***** Available records
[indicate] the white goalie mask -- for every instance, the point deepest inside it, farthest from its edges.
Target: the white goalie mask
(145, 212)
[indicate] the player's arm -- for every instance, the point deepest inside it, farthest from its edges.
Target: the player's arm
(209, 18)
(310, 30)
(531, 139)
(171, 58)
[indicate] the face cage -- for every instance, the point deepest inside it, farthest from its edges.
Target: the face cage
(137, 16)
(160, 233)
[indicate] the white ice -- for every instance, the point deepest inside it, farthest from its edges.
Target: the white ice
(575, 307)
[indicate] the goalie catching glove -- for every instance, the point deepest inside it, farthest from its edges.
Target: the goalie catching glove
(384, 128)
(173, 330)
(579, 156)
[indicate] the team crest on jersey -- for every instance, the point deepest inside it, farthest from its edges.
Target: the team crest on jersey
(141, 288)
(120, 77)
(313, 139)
**********
Print the records once more, exactly as they were given.

[indicate] the white goalie mask -- for every instance, the point deepest inside it, farthest from its edges.
Target: the white goalie mask
(145, 212)
[indicate] the player's arm -- for every instance, the point deepest inside it, farthest from its edges.
Target: the player's arm
(209, 18)
(310, 30)
(531, 139)
(171, 58)
[indicate] the face cage -- for every instance, the point deepest inside it, farthest from its edges.
Target: the face cage
(137, 16)
(160, 233)
[indicate] the white ice -- for every instance, the point deepest inside it, farthest from its edges.
Target: the white ice
(575, 307)
[indicate] the goalie catching glove -- for every instance, the point deepest inside it, farthest from its edges.
Target: the goalie catching glove
(384, 128)
(173, 330)
(579, 156)
[indicate] the team crest on jersey -- for every instance, the point deepest inside it, farthest from its edges.
Target: the team crest on jersey
(141, 288)
(120, 77)
(313, 139)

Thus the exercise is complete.